### STUDY TEXT
During my pregnancy with Daniel – after finding out about Down syndrome – I was pretty apprehensive about almost everything. One of the things that was right up there on the top of my list was holding him for the first time. I desperately wanted to hold him and get the pregnancy over with. But I was worried that his birth would be a completely different experience from my other kids’ births. I worried that I wouldn’t enjoy his birth – that Down syndrome would overshadow everything. I worried about how I would feel the first time I saw him and the first time I held him. I am ashamed to even admit to what I felt (especially now that I’m on this side of things), but I know what I was feeling was a normal part of processing everything that comes with an outcome different that what you were expecting.
Daniel’s birth was a different experience from my other kids’ births, but in a wonderfully positive and peaceful way. I felt such a strong feeling of love and protection for him. I was almost surprised at the depth and strength of the emotions I felt. I was in “mama bear” mode without even being provoked. There was never a moment of sadness, except for when he was away from me while they checked his heart. I felt like I was coming apart at the seams when I had to let him out of my sight. I could not put him down. I couldn’t bear to. He was such a beautiful, perfect, captivating little soul, and with his first breath I was completely hooked.

### EXERCISE TASKS
1/ Quote the passage about Daniel's birth, starting at "Daniel’s birth was" and ending at "was completely hooked.".
2/ In the passage about Daniel's birth, when was the only moment of sadness?
3/ In the passage about Daniel's birth, list the three adjectives separated by commas in the sentence that begins "He was such a beautiful".
The data that comes after has no connection to the passage about Daniel's birth.

### LISTED ENTRIES
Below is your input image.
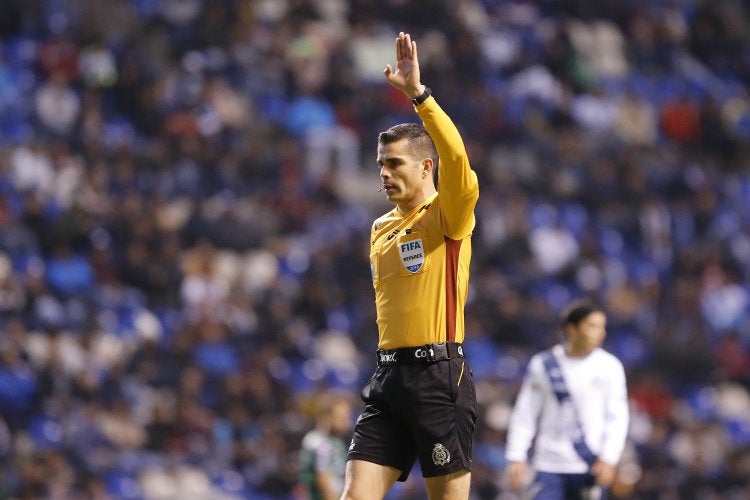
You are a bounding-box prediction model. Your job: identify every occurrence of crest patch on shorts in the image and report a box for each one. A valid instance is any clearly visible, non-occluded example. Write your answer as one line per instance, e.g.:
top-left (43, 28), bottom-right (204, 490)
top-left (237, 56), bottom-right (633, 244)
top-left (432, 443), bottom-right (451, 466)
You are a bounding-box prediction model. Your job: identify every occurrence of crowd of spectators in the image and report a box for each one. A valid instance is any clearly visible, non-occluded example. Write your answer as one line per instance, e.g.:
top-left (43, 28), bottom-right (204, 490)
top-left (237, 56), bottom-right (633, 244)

==

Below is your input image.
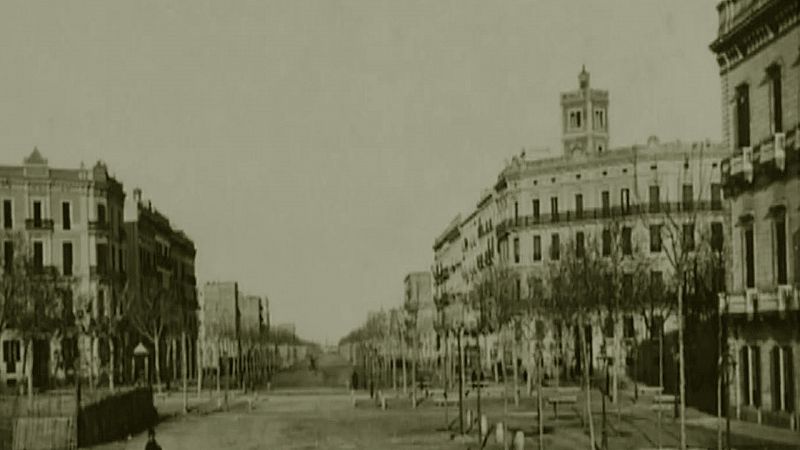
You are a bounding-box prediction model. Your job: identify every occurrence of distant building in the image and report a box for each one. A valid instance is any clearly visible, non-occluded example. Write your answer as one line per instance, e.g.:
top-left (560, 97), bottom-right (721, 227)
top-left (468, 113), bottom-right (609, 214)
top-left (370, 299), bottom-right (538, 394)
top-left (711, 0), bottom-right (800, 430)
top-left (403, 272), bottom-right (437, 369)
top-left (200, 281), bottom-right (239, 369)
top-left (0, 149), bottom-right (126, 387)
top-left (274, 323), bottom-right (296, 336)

---

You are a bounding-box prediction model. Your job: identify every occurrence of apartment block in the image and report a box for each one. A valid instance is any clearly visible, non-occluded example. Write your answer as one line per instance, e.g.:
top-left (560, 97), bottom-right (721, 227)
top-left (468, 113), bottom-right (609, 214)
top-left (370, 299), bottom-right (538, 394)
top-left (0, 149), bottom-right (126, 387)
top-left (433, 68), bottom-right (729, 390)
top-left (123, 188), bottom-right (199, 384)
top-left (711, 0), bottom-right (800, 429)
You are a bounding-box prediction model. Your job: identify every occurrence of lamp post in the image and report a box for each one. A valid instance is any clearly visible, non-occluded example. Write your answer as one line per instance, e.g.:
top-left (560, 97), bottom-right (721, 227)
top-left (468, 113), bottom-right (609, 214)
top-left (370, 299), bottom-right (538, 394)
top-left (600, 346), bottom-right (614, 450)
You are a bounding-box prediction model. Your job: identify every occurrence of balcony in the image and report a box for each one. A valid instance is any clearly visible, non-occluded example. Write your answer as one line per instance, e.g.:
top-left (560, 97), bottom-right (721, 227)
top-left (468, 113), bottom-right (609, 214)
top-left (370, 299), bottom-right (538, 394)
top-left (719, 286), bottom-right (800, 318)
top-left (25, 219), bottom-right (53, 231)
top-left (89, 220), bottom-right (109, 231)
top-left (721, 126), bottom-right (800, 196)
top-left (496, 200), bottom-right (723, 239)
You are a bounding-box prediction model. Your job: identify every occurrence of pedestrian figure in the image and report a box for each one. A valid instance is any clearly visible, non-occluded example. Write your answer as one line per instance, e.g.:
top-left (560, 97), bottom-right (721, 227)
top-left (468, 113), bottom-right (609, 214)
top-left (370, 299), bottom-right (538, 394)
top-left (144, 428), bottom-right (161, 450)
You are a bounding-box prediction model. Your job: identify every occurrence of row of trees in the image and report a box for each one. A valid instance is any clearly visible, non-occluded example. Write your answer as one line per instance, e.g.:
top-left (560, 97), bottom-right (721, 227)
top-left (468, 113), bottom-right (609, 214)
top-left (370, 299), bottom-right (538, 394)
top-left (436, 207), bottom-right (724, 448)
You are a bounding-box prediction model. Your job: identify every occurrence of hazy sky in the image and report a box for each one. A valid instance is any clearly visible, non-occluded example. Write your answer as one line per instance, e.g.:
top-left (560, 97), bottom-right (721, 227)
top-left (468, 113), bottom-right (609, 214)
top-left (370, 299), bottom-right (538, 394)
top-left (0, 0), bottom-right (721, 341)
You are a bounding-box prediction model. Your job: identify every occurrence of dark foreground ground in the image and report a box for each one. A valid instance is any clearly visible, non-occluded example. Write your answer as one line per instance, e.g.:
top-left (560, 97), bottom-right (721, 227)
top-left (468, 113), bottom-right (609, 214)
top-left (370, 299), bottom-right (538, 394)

### ANSWERS PROVIDED
1/
Daniel’s birth was a different experience from my other kids’ births, but in a wonderfully positive and peaceful way. I felt such a strong feeling of love and protection for him. I was almost surprised at the depth and strength of the emotions I felt. I was in “mama bear” mode without even being provoked. There was never a moment of sadness, except for when he was away from me while they checked his heart. I felt like I was coming apart at the seams when I had to let him out of my sight. I could not put him down. I couldn’t bear to. He was such a beautiful, perfect, captivating little soul, and with his first breath I was completely hooked.

2/ It was when Daniel was away while they checked his heart.

3/ beautiful, perfect, captivating